THE TASK —
Edit the rows below so that "metal pillar" becomes "steel post", keeping every other part of them unchanged.

EXTRACTED INFORMATION —
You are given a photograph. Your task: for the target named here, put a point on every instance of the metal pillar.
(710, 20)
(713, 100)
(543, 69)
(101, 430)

RESULT FOR THIS EXERCISE —
You are given a photograph. Your task: for the target named here, put a point on every instance of the steel post.
(710, 20)
(713, 100)
(543, 69)
(101, 430)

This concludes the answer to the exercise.